Things to do ▸
1) Count the lines of the rows below that contain the string "straight", treating uppercase and lowercase as different. Give only the number.
2) Extend the drilling mud passage below, picking up right after its final sentence.

Excerpted text ▸

The invention relates to a process for removing fine solid particulate matter from an oil based used drilling mud and a composition of matter therefor. The process involves mixing of the used drilling mud with a treatment agent containing a mixture of glycol ether and glycol mono-ester. The treatment agent also contains an aqueous bisulfite solution and a pH-modifying substance to adjust the pH level between 8 and 10. To improve viscosity of the mixture, a discrete amount of fresh base fluid is added at a ratio of between 1 to 30 in relation to the used drilling mud being treated. The mixture is exposed to elevated temperatures and then transferred to a separation device, such as a centrifuge, to cause separation of fine solids from the remainder of the mixture. The process can also be employed for a removal of excessive amount of emulsified water from drilling mud base fluid. The treatment agent for the water removal process contains a mixture of glycol ether and glycol mono-ester.

Description

A PROCESS OF REMOVING FINE SOLID PARTICLES FROM NON- AQUEOUS DRILLING MUD AND A COMPOSITION OF MATTER
THEREFOR
BACKGROUND OF THE INVENTION
The present invention relates to a well exploration industry, and more particularly, to a process for removing fine solid particles from non-aqueous based drilling fluids for subsequent recycling of an oil based drilling mud. Various drilling mud compositions are used during the process of well exploration to facilitate drilling process. Generally, the drilling muds are designed to perform several functions in a well drilling operation. One of the functions is lubrication of the drill bit to minimize energy consumption and preserve the useful life of the drilling equipment. Another important function is provision of the necessary head pressure to prevent escape of subsurface liquids form the bore hole. A portion of the drilling mud remains in the formation forming a wall filter cake along the bore hole while preventing liquid from the surrounding formation from seeping into and out of the well bore. The formed filter cake facilitates mechanical stability of the drilled well bore. Conventionally, the drilling muds are made up of a mgh density clay materials, low density clay materials, a suspending liquid, which can be water or oil, and other additives to prevent settling of the solids in the drilling mud mixture. The solids typically include a high density material, which can be mineral, for example, barium sulfate, and fine solid clay materials. Asphalt is sometimes added to the mud compound as a finely dispersed powder. Dissolved salts such as calcium carbonate, are often present in a typical drilling mud composition, usually forming a part of an emulsified water in the oil.

Data for this exercise ▸
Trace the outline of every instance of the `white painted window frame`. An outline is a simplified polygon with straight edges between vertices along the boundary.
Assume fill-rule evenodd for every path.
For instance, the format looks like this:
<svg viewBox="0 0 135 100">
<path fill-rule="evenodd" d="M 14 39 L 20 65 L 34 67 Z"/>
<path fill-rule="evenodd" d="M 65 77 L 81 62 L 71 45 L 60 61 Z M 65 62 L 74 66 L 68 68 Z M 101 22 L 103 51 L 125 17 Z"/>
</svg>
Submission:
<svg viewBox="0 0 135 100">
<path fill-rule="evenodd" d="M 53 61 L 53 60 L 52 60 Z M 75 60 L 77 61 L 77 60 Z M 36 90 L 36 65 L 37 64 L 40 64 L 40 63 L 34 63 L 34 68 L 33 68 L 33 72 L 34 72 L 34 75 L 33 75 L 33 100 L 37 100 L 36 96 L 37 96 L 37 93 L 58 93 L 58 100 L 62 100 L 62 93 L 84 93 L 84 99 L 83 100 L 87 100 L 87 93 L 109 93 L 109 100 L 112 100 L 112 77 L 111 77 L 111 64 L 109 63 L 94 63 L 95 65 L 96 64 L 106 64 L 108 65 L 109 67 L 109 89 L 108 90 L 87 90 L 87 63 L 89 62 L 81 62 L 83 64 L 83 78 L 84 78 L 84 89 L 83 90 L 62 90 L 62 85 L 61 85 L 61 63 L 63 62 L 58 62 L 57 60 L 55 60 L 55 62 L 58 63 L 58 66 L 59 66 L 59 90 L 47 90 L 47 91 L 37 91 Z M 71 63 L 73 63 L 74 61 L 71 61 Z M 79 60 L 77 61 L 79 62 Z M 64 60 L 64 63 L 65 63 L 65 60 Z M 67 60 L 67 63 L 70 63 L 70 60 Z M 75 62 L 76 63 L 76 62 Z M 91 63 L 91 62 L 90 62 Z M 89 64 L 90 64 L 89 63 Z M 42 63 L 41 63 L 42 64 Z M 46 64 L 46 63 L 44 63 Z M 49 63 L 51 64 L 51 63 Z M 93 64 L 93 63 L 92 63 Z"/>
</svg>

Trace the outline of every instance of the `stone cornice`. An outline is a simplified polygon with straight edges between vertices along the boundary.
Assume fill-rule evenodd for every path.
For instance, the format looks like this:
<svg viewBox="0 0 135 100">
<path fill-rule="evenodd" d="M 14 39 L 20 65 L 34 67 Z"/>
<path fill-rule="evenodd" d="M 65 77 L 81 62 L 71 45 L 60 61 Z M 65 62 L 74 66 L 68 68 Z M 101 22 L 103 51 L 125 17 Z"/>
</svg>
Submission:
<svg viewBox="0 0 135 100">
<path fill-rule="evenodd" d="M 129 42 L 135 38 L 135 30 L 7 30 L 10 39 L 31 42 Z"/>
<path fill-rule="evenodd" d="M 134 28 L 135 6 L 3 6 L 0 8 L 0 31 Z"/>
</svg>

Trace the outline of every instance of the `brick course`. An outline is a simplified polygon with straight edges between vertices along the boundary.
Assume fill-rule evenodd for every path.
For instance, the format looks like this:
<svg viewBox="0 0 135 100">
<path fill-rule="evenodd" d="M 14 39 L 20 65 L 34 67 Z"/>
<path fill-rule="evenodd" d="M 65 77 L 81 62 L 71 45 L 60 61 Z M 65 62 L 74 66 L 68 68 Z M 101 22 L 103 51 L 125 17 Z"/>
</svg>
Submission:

Results ▸
1) 3

2)
The non-aqueous liquid or oil based fluids that are used conventionally in the field include diesel, mineral or synthetic oils. In some cases, an ester compound or other polar hydrocarbon may also be included in the base fluid. The drilling muds are also classified by density, one of the more widely used has a density 10-18 pounds per gallon. A low density clay material comprises approximately 5% of the drilling mud volume, and the amount of high density solids, typically barite, can be 5-20% by volume. In addition to solids, drilling muds contain liquid materials which constitute 70% to 90% by volume of the drilling mud composition. The liquid materials consist of oil and emulsified aqueous phase, or water. The emulsified aqueous phase contains dissolved salts. There are also trace amounts of additives which can be asphalt, viscosity modifiers, emulsifiers and other agents added based on the particular drilling formation. The suspended low density particles and emulsified water preferably contribute to the necessary Theological properties to the drilling mud mixture to keep the heavy solids suspended while maintaining an appropriate yield point and gel properties. Further, the drilling mud must possess the necessary Theological properties; the drilling mud must possess the desired lubrication properties for cooling the drill, performing its function of sweeping the drill cuttings out of the bore hole to the surface, while the drilling mud is recirculated.
In use, the composition of the drilling mud changes as it performs its vital function in drilling applications. The amount of fine solids present in the base fluid increases due to the preferential loss of the oil base through the walls of the bore hole. Additionally, the mud may accumulate additional fines and/or water from the subsurface environment. Continued reuse of the mud in drilling applications eventually leads to unacceptable changes in the solids, water, base fluid, and other constituents.
Once used, the drilling mud cannot be freely disposed back into the environment due to its highly contaminated nature. Conventional disposal methods include landfilling under the appropriate environmental regulations.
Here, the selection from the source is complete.